## What the task asks:
Print all of the material below line for line, with no changes, and leave out the pictures.
===============
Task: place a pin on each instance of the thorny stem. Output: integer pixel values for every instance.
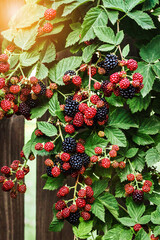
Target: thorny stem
(119, 47)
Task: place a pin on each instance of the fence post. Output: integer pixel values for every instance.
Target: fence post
(11, 210)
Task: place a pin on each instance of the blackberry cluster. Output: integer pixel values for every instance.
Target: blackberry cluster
(104, 88)
(85, 159)
(101, 113)
(128, 93)
(70, 73)
(74, 218)
(76, 161)
(49, 171)
(69, 145)
(137, 196)
(24, 109)
(43, 88)
(71, 108)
===============
## Solution for this problem:
Task: place a pin on each instance of the thorny stem. Output: integer pixel values for every instance.
Target: thorny stem
(119, 47)
Task: place a pin on each instance of the fence post. Output: integer pixel values for every instance.
Target: fence post
(11, 210)
Task: place a pin on each instance of the blackberry cluster. Output: integer pixel values for every instance.
Target: blackberry cluster
(104, 88)
(85, 159)
(101, 113)
(128, 93)
(70, 73)
(74, 218)
(76, 161)
(49, 171)
(69, 145)
(137, 196)
(24, 109)
(43, 88)
(71, 108)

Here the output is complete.